Given problem: Rewrite only the entries from the line containing "Can you find the purple" up to and including the line containing "point(158, 309)", replacing "bedspread" with "quilt" and leaving everything else unchanged.

Material:
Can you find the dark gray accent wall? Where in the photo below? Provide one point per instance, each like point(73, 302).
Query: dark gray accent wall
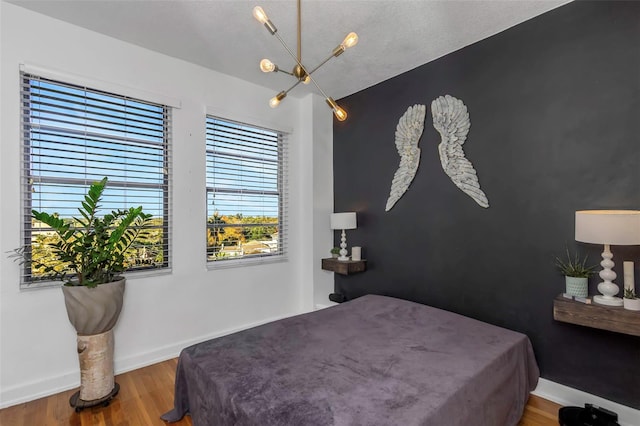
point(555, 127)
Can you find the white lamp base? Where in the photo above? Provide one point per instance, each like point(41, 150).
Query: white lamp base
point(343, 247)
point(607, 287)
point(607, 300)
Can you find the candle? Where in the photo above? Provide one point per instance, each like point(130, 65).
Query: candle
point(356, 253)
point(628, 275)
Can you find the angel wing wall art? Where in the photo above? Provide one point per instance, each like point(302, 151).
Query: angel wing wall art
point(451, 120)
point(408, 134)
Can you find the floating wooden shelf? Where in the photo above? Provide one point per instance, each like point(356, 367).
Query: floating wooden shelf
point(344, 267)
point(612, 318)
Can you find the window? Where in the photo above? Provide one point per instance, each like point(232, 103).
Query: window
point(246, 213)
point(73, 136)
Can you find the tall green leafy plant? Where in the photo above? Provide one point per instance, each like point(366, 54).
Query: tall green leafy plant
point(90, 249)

---

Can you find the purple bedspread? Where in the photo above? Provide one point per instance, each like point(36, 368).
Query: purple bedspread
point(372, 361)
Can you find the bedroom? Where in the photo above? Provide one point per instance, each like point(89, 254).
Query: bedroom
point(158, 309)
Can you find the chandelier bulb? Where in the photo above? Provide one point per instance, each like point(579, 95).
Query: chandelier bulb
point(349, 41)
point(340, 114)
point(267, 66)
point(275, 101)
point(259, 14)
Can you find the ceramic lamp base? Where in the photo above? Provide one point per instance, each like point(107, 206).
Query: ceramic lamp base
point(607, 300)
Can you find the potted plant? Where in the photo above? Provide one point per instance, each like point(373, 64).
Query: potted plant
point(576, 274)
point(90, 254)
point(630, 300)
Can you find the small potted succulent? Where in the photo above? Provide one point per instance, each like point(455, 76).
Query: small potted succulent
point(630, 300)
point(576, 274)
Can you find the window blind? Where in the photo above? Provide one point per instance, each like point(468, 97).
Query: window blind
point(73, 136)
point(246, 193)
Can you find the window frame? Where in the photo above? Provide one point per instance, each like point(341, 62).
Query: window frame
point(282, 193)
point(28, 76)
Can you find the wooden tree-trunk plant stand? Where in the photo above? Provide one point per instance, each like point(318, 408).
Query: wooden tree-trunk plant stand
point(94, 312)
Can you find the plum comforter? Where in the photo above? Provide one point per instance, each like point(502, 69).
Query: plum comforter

Response below:
Can you find the purple quilt? Where in the photo above? Provide one point per instance, each like point(36, 368).
Query: purple quilt
point(372, 361)
Can you find the bedroom? Where in the photo above? Provide one point per instance, each like point(89, 254).
Query: bedroom
point(158, 309)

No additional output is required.